Excerpted passage:
START
SynAPS

Deterministic-first scheduling engine for MO-FJSP-SDST-ARC production planning.

Language: EN | RU

SynAPS is for teams that need not just a schedule, but an explainable and reproducible schedule.

• Explicit solver portfolio with named configurations
• Machine-readable solver portfolio manifest via CLI (python -m synaps list-solver-configs)
• Deterministic routing and auditable metadata
• Independent feasibility validation surface
• Reproducible benchmark harness (including a dedicated 50K study)

Why This Exists

In many planning stacks, the hardest production question is not "what did we schedule?" but "why this exact decision?".

SynAPS takes a white-box approach:

• known solver config
• known parameters (including seed where applicable)
• known constraints and validation path
• known artifact saved to disk

Current Reality (April 2026)

What is implemented and verified in this repository:

• 23 public solver configurations in the registry (available_solver_configs())
• Python requirement: >=3.12 (pyproject.toml)
END
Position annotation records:
START
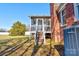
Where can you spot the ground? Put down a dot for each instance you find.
(23, 46)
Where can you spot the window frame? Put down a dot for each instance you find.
(63, 21)
(76, 12)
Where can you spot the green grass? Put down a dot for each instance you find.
(2, 37)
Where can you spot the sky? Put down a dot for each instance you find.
(12, 12)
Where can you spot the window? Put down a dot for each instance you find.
(76, 10)
(33, 22)
(47, 21)
(39, 22)
(63, 16)
(33, 28)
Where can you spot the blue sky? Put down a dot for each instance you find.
(10, 13)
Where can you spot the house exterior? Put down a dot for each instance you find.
(40, 27)
(68, 16)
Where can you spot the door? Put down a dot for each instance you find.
(71, 41)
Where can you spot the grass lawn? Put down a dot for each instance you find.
(2, 37)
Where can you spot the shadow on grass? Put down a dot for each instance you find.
(36, 48)
(12, 49)
(26, 50)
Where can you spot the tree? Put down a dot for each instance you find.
(18, 29)
(3, 30)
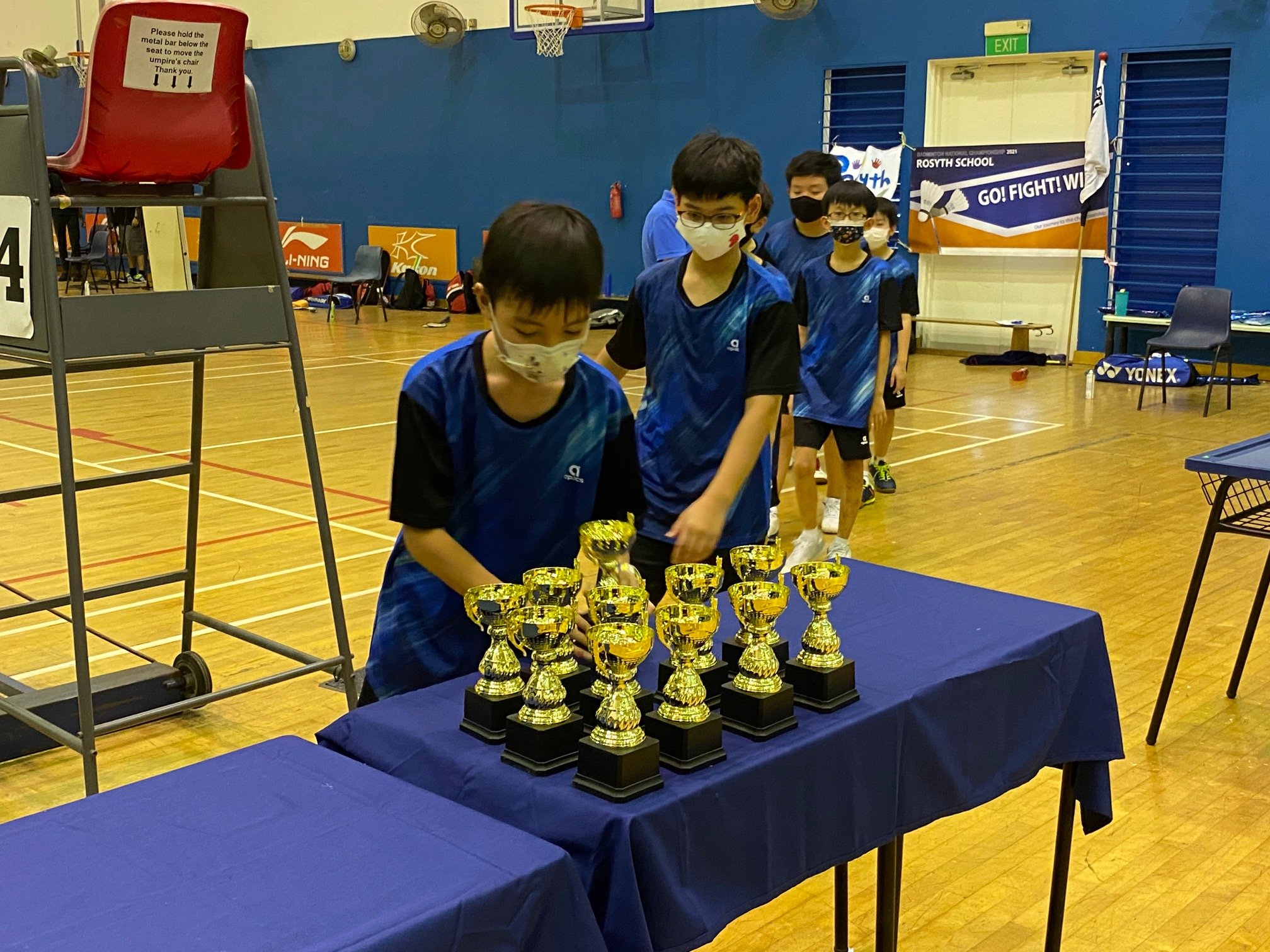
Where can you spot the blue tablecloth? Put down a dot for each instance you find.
(966, 693)
(283, 847)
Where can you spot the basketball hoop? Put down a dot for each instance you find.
(550, 22)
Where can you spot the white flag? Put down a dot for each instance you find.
(1097, 147)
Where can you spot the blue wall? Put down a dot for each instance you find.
(407, 135)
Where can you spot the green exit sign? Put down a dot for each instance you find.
(1005, 46)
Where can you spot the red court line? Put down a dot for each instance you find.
(201, 545)
(97, 436)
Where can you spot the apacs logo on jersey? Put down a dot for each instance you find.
(312, 247)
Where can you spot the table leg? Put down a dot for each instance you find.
(1254, 617)
(840, 909)
(1175, 654)
(1062, 859)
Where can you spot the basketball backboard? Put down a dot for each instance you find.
(597, 17)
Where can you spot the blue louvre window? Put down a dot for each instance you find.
(1169, 173)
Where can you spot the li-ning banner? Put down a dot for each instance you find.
(1019, 200)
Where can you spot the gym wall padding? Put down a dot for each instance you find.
(407, 135)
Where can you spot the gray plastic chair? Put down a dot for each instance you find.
(1201, 322)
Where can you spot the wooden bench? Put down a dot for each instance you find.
(1017, 332)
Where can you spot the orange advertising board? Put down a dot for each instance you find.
(431, 252)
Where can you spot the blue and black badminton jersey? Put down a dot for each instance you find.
(702, 365)
(789, 249)
(513, 494)
(844, 314)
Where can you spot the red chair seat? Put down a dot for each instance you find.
(147, 135)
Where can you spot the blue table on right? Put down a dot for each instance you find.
(1236, 483)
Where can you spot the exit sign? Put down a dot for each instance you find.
(1005, 46)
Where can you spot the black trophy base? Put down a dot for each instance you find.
(619, 773)
(576, 683)
(486, 718)
(733, 649)
(542, 751)
(591, 701)
(757, 717)
(711, 678)
(822, 689)
(687, 747)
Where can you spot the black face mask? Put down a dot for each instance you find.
(807, 210)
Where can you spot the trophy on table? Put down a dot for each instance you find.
(561, 587)
(697, 584)
(542, 735)
(605, 542)
(757, 702)
(614, 603)
(821, 677)
(497, 692)
(617, 761)
(757, 564)
(690, 733)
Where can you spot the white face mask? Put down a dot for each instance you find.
(709, 242)
(877, 238)
(535, 362)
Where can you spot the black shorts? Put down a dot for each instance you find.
(852, 441)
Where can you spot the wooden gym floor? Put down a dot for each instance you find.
(1025, 488)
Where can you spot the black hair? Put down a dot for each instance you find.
(717, 167)
(888, 208)
(851, 193)
(542, 254)
(815, 164)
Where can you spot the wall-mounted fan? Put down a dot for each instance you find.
(438, 25)
(785, 9)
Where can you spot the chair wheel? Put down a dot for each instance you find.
(195, 672)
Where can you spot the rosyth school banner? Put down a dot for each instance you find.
(1017, 200)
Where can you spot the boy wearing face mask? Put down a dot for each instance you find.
(507, 441)
(878, 234)
(717, 333)
(846, 303)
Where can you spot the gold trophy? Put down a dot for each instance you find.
(561, 587)
(821, 677)
(605, 542)
(691, 735)
(757, 564)
(614, 603)
(757, 702)
(697, 584)
(542, 735)
(497, 693)
(619, 762)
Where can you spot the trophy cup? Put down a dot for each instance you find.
(614, 603)
(617, 761)
(757, 702)
(690, 733)
(757, 564)
(605, 542)
(561, 587)
(497, 693)
(542, 735)
(697, 584)
(821, 677)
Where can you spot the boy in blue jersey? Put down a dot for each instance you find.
(846, 302)
(507, 441)
(881, 229)
(718, 337)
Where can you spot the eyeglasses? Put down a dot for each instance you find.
END
What this exercise asks:
- A) According to the SynAPS overview, how many public solver configurations does the registry contain?
- B) Please reproduce the stretch of the SynAPS overview from "SynAPS is for" through "dedicated 50K study)".
- C) List every item the SynAPS overview names as part of its white-box approach.
The data here is separate material, apart from the SynAPS overview.

Answers provided:
- A) 23

- B)
SynAPS is for teams that need not just a schedule, but an explainable and reproducible schedule.

• Explicit solver portfolio with named configurations
• Machine-readable solver portfolio manifest via CLI (python -m synaps list-solver-configs)
• Deterministic routing and auditable metadata
• Independent feasibility validation surface
• Reproducible benchmark harness (including a dedicated 50K study)

- C)
- known solver config
- known parameters (including seed where applicable)
- known constraints and validation path
- known artifact saved to disk